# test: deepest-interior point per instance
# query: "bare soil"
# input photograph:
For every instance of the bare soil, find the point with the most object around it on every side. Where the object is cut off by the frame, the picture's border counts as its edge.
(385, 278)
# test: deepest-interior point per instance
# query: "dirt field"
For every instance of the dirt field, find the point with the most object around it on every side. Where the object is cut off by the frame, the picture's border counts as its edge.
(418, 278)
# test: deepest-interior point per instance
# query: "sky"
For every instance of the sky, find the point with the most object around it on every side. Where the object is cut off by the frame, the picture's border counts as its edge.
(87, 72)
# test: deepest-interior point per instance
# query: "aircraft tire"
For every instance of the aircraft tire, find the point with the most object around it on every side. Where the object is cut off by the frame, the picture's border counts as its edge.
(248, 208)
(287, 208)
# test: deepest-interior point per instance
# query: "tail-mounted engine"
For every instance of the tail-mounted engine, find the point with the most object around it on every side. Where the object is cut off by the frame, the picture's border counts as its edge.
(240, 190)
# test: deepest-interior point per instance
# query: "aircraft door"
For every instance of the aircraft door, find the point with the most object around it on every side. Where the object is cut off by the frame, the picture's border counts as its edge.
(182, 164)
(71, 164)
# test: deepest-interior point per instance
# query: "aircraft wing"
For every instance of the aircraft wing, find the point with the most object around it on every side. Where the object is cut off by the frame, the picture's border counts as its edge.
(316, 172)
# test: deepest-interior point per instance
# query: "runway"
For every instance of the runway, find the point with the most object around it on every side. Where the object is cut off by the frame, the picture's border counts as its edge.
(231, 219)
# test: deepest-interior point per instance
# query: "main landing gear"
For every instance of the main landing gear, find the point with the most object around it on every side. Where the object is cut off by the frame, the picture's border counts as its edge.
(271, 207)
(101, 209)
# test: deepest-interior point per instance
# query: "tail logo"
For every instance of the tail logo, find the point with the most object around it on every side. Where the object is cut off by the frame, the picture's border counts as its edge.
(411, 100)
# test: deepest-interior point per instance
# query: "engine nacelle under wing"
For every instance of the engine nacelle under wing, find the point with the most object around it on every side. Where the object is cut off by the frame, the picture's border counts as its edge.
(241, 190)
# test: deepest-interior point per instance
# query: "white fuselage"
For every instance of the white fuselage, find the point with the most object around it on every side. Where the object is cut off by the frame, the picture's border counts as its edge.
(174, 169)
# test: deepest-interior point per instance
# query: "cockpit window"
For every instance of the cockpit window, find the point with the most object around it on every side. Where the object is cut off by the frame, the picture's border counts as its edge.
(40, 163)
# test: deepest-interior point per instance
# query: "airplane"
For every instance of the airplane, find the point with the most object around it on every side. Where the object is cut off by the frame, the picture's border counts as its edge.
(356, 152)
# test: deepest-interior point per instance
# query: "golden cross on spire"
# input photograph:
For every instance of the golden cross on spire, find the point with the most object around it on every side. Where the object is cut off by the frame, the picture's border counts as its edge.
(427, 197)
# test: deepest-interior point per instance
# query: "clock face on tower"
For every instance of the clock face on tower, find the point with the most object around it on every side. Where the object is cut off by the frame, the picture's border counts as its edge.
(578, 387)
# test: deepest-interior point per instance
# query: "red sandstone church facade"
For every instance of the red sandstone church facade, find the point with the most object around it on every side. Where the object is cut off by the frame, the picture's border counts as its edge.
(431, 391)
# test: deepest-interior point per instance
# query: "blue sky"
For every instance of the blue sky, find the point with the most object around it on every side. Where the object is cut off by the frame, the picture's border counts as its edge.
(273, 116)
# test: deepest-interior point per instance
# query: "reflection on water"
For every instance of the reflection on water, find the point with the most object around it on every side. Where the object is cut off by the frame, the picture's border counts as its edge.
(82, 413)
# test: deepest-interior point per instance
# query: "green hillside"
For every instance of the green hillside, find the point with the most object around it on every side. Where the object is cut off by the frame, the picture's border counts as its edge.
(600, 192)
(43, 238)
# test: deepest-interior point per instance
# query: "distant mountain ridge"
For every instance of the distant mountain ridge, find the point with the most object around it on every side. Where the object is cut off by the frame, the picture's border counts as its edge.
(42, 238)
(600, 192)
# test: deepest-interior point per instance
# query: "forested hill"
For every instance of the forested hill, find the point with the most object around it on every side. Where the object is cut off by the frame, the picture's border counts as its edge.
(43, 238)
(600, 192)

#### Exercise description:
Your job is to transcribe the listing exactly, line for line.

#### Result of the exercise:
# test: deepest-interior point per instance
# query: "bare soil"
# input photograph:
For every instance of the bare soil, find the point with the most object around it on every side. Where the object is cut off by the frame, the picture's border counts as its edge.
(385, 278)
# test: deepest-interior point per instance
# query: "dirt field"
For every instance of the dirt field, find the point with the most object around it on every side. Where the object is cut off by the frame, the picture's border counts as its edge.
(418, 278)
# test: deepest-interior point per instance
# query: "sky"
For every instance of the sky, find the point with the most object around it on every side. Where the object is cut off by the frame, the picture's border counts as its edge.
(87, 72)
# test: deepest-interior point per instance
# query: "aircraft tire"
For every instance of the aircraft tire, find the point with the most object around it on every side. Where the object is cut off by the frame, the picture's border counts as its edge.
(248, 208)
(287, 208)
# test: deepest-interior point per instance
# query: "tail-mounted engine"
For every instance of the tail-mounted engine, find the point with the most object around it on every side. Where the object is cut off by the frame, the picture's border counts as its edge.
(240, 190)
# test: deepest-interior point per instance
# query: "aircraft door"
For every instance of the aircraft door, find the point with the most object around it on every side. Where the object is cut off by the frame, the picture's border counts as its edge.
(182, 164)
(71, 164)
# test: deepest-interior point per instance
# query: "aircraft wing"
For every instance of the aircraft wing, find the point with the most object around it on every side. Where the object is cut off by the frame, the picture's border counts as its edge.
(316, 172)
# test: deepest-interior point per instance
# query: "runway"
For every instance of the runway, find the point with the most object around it on every side. Where the object is cut off by the frame, the picture's border counts as its edge.
(231, 219)
# test: deepest-interior point per instance
# query: "main landing gear"
For every instance of the main landing gear, find the point with the most object around it on every side. Where the object is cut off by the frame, the picture's border counts as its edge.
(271, 207)
(101, 209)
# test: deepest-interior point per instance
# query: "tail logo"
For every instance of the tail logo, find the point with the most object around it on every side. Where the object is cut off by the frame, the picture's border counts as its edge.
(411, 100)
# test: deepest-interior point per instance
# query: "engine nacelle under wing"
For every instance of the engine nacelle under wing, find the point with the most object around it on every side. Where the object is cut off by the frame, the picture's border counts as its edge.
(241, 190)
# test: deepest-interior point per instance
# query: "white fuselage"
For every instance of the white fuselage, find the point with the most object around it on every side. Where the object is cut off by the frame, the picture's border counts as its edge.
(174, 169)
# test: deepest-interior point per instance
# query: "cockpit window"
For every instance of the cockpit window, find the point with the most object around it on every side. Where the object is cut off by the frame, the picture's border counts as its edge.
(40, 163)
# test: deepest-interior point per instance
# query: "airplane"
For every instance of the airplane, find the point with the most object around it on every side. Where the object is cut off by the frame, the picture's border counts as its edge.
(356, 152)
# test: deepest-interior point per instance
# query: "golden cross on spire"
# input photograph:
For every instance of the golden cross on spire, find the point with the most object around it on every side. Where the object is cut off by the frame, the picture's border counts as its edge.
(427, 197)
# test: deepest-interior point per instance
# query: "clock face on tower"
For every instance of the clock face on tower, find the point with the most object around it on every side. Where the object is cut off by the frame, the picture's border counts as its edge.
(578, 387)
# test: deepest-interior point per instance
# query: "red sandstone church facade"
For every instance of the red sandstone church facade, find the point with the most object around it on every side. Where the object is cut off by the frame, the picture's border counts as its edge.
(431, 391)
# test: deepest-interior point per instance
# query: "blue sky"
For every instance of the blue sky, find the point with the most object around it on every side. Where the object is cut off by the frame, the picture's border counts as its edge.
(273, 116)
# test: deepest-interior point per instance
# query: "reflection on water"
For every instance of the reflection on water, find the point with the most object around it on every side. Where the object is cut off by the frame, the picture's border counts as its edge.
(82, 413)
# test: deepest-interior point per instance
# query: "green hillside"
For every instance of the green hillside, find the point with the most object around it on every side. Where the object is cut off by the frame, the picture's border counts as its edge.
(600, 192)
(43, 238)
# test: deepest-interior point per instance
# query: "distant mountain ridge"
For every instance of the distant mountain ridge, find the point with the most object around it on every side. Where the object is cut off by the frame, the picture's border counts as its edge.
(42, 238)
(600, 192)
# test: deepest-interior point per instance
# query: "forested hill"
For every instance of the forested hill, find the point with the most object around it on every side. Where the object is cut off by the frame, the picture's border counts as its edge.
(43, 238)
(600, 192)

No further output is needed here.